> [PROBLEM STATEMENT] Each line from the one that contains "Practice step: point at the blonde" to the end of the material must be set down exactly, and no line before it.

** BEGIN LISTED RECORDS **

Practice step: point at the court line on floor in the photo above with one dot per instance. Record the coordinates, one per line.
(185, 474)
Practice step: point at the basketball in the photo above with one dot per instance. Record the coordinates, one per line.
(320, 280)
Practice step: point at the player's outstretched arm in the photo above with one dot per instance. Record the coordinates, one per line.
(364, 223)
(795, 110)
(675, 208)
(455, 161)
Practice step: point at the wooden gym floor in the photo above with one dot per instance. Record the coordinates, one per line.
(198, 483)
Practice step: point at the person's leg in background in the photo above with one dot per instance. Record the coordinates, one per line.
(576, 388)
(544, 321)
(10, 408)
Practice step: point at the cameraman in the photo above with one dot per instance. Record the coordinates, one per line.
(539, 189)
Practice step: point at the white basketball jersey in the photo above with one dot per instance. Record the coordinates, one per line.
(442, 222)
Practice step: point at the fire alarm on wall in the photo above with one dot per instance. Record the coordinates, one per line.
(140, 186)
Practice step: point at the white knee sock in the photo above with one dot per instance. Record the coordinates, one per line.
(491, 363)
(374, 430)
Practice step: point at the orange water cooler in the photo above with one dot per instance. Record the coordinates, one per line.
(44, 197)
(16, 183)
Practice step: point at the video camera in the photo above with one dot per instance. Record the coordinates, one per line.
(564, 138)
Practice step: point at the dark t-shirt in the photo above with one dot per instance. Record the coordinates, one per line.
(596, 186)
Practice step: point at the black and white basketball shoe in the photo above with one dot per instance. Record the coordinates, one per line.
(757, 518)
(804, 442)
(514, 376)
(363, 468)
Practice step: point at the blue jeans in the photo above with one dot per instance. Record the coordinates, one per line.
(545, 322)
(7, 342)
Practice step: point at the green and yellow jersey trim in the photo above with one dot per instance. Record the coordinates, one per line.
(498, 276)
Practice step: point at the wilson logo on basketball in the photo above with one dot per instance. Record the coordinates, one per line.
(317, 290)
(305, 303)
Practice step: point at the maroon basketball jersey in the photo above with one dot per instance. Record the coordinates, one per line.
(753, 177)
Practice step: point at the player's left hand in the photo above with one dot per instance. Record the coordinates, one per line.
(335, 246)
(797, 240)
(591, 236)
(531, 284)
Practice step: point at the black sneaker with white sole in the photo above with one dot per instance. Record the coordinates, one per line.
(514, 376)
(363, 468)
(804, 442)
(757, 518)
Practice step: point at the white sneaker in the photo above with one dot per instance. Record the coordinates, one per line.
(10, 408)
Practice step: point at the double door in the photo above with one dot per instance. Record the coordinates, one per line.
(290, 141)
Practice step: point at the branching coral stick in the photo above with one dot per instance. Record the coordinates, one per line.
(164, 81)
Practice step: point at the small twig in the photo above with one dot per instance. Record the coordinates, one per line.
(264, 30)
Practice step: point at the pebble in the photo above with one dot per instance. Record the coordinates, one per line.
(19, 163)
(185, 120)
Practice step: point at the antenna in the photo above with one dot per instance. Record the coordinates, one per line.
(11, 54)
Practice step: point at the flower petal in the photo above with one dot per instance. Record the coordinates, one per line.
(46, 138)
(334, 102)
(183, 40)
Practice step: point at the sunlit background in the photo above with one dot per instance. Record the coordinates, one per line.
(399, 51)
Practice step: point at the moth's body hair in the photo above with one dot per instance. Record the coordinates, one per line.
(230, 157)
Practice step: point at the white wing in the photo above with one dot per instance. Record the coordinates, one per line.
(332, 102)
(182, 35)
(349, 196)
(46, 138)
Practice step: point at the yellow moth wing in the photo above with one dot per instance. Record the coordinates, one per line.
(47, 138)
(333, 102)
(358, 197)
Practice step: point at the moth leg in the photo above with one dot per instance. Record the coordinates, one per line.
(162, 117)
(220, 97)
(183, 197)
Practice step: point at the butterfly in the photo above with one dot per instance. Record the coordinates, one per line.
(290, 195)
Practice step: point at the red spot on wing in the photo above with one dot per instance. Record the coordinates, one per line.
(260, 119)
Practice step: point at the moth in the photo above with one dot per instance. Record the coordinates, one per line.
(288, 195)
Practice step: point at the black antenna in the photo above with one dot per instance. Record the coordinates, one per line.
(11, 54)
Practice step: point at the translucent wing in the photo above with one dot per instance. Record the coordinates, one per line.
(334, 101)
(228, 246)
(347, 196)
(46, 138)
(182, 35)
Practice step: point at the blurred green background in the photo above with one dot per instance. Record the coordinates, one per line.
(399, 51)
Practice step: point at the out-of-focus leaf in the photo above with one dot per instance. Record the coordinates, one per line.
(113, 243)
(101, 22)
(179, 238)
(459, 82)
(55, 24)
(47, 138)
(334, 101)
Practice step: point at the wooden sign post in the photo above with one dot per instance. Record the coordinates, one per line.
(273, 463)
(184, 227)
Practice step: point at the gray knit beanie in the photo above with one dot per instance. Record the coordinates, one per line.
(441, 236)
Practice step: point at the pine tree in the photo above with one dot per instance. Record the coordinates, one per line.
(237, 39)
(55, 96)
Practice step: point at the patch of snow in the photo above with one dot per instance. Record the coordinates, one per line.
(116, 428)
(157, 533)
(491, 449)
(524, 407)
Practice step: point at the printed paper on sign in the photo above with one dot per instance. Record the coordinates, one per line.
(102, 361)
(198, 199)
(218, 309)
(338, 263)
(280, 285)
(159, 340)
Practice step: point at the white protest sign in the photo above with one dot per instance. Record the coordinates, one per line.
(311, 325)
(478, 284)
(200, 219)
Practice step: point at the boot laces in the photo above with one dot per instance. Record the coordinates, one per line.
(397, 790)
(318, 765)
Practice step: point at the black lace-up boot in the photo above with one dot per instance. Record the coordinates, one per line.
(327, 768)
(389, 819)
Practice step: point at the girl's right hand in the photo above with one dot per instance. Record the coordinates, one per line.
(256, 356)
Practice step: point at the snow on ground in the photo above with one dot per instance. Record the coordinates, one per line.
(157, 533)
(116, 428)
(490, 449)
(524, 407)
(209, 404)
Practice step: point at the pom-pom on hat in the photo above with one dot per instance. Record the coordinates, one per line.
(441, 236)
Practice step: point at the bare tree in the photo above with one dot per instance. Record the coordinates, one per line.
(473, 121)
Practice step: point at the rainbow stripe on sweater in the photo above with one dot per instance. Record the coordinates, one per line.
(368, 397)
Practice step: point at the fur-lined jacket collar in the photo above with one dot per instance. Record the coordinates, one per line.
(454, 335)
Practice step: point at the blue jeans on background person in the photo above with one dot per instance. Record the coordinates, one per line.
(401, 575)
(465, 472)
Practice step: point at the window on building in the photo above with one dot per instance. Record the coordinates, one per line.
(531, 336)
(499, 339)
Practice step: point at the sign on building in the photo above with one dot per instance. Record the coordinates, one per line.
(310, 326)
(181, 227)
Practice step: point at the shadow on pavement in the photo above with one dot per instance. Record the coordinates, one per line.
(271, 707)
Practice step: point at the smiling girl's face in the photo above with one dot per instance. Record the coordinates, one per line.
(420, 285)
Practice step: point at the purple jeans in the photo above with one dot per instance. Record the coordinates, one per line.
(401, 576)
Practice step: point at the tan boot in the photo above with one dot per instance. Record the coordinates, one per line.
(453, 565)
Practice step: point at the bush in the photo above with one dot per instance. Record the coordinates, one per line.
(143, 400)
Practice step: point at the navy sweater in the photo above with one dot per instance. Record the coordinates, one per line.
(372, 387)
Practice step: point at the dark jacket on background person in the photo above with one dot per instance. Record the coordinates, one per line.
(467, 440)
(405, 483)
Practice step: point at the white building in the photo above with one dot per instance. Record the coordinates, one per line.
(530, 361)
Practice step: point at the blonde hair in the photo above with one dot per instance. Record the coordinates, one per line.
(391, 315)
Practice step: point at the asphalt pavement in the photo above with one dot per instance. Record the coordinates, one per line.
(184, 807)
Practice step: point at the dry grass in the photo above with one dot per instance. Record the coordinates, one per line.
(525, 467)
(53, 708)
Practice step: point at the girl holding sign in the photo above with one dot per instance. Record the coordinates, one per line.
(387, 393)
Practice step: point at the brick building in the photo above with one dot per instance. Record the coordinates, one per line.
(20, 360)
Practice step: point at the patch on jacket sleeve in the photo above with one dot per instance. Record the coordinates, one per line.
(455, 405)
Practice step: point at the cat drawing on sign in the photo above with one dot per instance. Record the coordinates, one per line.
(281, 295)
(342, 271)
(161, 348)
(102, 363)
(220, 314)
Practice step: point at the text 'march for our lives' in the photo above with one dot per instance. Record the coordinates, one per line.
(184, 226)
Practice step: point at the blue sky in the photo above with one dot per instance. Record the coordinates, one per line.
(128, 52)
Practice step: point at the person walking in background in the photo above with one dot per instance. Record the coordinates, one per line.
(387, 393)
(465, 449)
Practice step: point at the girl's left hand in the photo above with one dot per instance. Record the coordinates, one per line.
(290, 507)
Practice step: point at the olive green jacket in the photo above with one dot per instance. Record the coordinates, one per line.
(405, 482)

** END LISTED RECORDS **

> [SOLUTION TO THIS TASK]
Practice step: point at the blonde hair in the photo above with one dot per instance. Record the coordinates, one per line.
(391, 315)
Practice step: point at the asphalt pavement in the photo above with one dot per instance. Record the coordinates, one per line.
(184, 807)
Practice step: point at the dry grass in the photo above with one dot per instance. Record the coordinates, one per line.
(525, 467)
(53, 708)
Practice step: point at the girl holding sign in the photo above with one dot per instance. Record the coordinates, one per line.
(387, 393)
Practice step: point at the brick building in the photo above with one dot per instance. Record the coordinates, one per line.
(20, 360)
Practice step: point at the patch on jacket sleeve in the photo above with one dot per instance. Record the coordinates, one per line.
(455, 405)
Practice step: point at the cat drawing on sign in the photo above with one dot per instance. Record the coordinates, one per line.
(281, 295)
(342, 271)
(161, 348)
(102, 363)
(220, 314)
Practice step: point at the text 'march for our lives' in the photo above with one dot per instance. Record the coordinates, one per line.
(184, 226)
Practice step: point at the blue sky in the photo above with one dot per instance. Record the coordinates, one per line.
(128, 52)
Practice step: point at the person walking in background in the photo above with one dot per instance. Record the coordinates, one per line.
(387, 393)
(465, 449)
Practice step: point at the girl's left hand in the photo above with one dot per instance. Record the coordinates, one per line.
(290, 507)
Practice step: point at the olive green jacket in the photo above with one dot per instance. Record the coordinates, one per line.
(405, 482)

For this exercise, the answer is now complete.